Continue the commentary on the Texas Supreme Court's Steak N Shake decision, starting after its final sentence.

→ **SUPPLIED TEXT**:
START
Steak N Shake: Texas sexual harassment statute does not preempt a common-law assault claim if the “gravamen” of the claim is assault
I had a friend in college who liked to end every argument around the dining hall table by saying “it’s really just a question of where you draw the line.” It was supposed to be a joke. He was making fun of the overuse of that line—it had become the academic version of the cliché “it is what it is” on sports talk radio. But the funny thing is that he was often right.
The Texas Supreme Court’s decision in B.C. v. Steak N Shake proves that legal issues often do come down to a question of where you draw the line. The Steak N Shake court had to decide how to draw the line between sexual harassment and sexual assault in the workplace.
It’s a distinction that has important legal consequences in Texas. If the court classifies the claim as sexual harassment, then the claim will be subject to limits imposed by the Texas Commission on Human Rights Act (TCHRA), including a cap on damages. If the court classifies the claim as sexual assault, then it’s governed by common law, which means no cap on damages.
You can already guess which one a savvy plaintiff’s lawyer is going to pick. If the harassment involved any objectionable physical contact, the plaintiff will typically plead the claim as sexual assault, not sexual harassment, to get around the limits of the TCHRA. The plaintiff will also sue the employer for common law negligence, such as negligent hiring or retention.
END
→ **RECORD EXCERPTS**:
START
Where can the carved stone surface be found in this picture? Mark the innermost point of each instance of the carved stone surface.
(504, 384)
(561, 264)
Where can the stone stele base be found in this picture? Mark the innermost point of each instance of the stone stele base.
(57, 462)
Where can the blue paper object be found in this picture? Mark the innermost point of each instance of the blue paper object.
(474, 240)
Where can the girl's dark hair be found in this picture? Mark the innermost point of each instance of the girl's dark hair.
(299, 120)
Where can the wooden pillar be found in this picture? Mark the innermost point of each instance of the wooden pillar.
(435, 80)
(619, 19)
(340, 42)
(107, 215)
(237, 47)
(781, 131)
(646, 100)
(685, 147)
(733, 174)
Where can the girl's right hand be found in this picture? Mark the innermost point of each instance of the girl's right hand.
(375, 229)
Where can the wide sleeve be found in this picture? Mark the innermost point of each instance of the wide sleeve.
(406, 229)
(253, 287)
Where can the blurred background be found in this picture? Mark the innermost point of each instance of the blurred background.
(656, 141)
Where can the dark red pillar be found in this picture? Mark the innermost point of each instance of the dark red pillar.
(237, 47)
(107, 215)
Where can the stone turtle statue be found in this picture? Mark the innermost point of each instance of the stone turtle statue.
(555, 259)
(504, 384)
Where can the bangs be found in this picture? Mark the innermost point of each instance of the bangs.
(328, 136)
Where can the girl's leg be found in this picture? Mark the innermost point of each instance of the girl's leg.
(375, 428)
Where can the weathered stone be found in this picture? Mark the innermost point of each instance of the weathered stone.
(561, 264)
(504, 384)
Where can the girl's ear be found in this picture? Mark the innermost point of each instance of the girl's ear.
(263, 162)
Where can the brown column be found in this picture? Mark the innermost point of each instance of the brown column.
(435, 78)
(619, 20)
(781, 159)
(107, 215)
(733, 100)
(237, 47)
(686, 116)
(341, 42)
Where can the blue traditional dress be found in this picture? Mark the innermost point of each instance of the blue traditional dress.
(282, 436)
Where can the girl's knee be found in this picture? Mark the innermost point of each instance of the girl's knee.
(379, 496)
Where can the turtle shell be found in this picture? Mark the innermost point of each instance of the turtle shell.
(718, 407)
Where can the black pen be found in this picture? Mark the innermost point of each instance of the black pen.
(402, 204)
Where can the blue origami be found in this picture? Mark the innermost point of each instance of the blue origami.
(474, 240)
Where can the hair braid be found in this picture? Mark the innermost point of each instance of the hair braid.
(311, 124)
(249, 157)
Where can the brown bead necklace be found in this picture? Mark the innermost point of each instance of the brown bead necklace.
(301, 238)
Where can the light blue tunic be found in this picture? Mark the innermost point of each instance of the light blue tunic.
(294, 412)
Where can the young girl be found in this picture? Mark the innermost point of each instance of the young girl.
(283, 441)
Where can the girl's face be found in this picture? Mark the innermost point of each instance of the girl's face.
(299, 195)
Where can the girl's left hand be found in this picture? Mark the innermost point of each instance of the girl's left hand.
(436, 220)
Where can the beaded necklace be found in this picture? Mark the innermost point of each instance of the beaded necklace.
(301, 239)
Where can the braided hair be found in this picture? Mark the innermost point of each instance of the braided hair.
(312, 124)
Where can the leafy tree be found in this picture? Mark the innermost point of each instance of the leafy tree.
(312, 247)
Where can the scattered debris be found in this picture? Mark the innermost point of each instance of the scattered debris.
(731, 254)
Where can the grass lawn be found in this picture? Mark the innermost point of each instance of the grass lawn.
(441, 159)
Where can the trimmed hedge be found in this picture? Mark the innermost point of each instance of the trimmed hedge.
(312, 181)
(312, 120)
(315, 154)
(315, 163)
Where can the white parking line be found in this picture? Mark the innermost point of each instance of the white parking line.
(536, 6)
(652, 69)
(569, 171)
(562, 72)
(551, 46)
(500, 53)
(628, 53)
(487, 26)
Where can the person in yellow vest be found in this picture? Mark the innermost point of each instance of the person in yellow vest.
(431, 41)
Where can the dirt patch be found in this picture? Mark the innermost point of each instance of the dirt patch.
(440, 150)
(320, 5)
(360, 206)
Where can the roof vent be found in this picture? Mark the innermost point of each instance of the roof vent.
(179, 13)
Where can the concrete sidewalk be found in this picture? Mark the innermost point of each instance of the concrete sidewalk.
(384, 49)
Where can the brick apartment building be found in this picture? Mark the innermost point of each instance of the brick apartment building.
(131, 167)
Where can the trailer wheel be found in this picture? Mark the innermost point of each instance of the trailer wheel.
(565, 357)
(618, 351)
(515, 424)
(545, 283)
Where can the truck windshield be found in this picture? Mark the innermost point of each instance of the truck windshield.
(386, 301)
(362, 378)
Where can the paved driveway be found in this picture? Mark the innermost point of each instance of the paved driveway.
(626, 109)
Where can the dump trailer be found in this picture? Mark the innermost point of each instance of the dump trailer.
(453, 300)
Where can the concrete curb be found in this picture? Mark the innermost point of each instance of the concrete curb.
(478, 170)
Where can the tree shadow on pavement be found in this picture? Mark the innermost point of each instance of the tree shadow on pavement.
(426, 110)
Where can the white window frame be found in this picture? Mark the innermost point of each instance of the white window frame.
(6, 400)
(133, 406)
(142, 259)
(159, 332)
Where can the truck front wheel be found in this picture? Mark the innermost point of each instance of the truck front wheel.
END
→ **WRITTEN ANSWER**:
Not so fast, the Texas Supreme Court said in 2010. In Waffle House v. Williams, the court held that the TCHRA’s statutory framework for sexual-harassment claims preempted an employee’s common law negligent supervision and retention claim. “If [the employee’s] common-law claim for negligent supervision and retention is allowed to coexist with the statutory claim,” the Waffle House court reasoned, “the panoply of special rules applicable to TCHRA claims could be circumvented in any case where the alleged sexual harassment included even the slightest physical contact.”
In other words, Waffle House said you can’t get around the limits of the TCHRA by calling sexual harassment something else, like common law assault.
The problem with the distinction is obvious. In many cases, as in Waffle House, the conduct alleged by the plaintiff qualifies as both harassment and assault. The Waffle House court adopted the “gravamen” test to address this problem. “Where the gravamen of a plaintiff’s case is TCHRA–covered harassment,” the court said, “the Act forecloses common-law theories predicated on the same underlying sexual-harassment facts.”
Gravamen is a fancy legal word for “essence,” or the most substantial part of a grievance.
The “boorish and objectionable conduct” alleged in Waffle House included both non-physical harassment and objectionable physical contact. The manager allegedly pushed the employee, held her arms with his body pressed against her, rubbed against her breasts with his arm while she reached up to put plates away, and “cornered” her on several occasions. The court said that the gravamen of this alleged conduct was harassment, not assault.
Personally, I disagree with the preemption rule adopted in Waffle House. I would have joined the two dissenting justices. The Texas legislature knows how to say that a statute preempts the common law–as it did in the Workers Comp statute. The TCHRA, in contrast, doesn’t expressly state that it preempts common-law claims based on the same facts, so I would have held that the plaintiff can still pursue the common-law claims. But I can at least see the logic of the preemption argument.
And the rest of the Waffle House decision makes some sense to me. If you’re going to say that the statute preempts common-law claims that are based on allegations of harassment, then the “gravamen” test is probably the most workable way to distinguish between harassment and assault.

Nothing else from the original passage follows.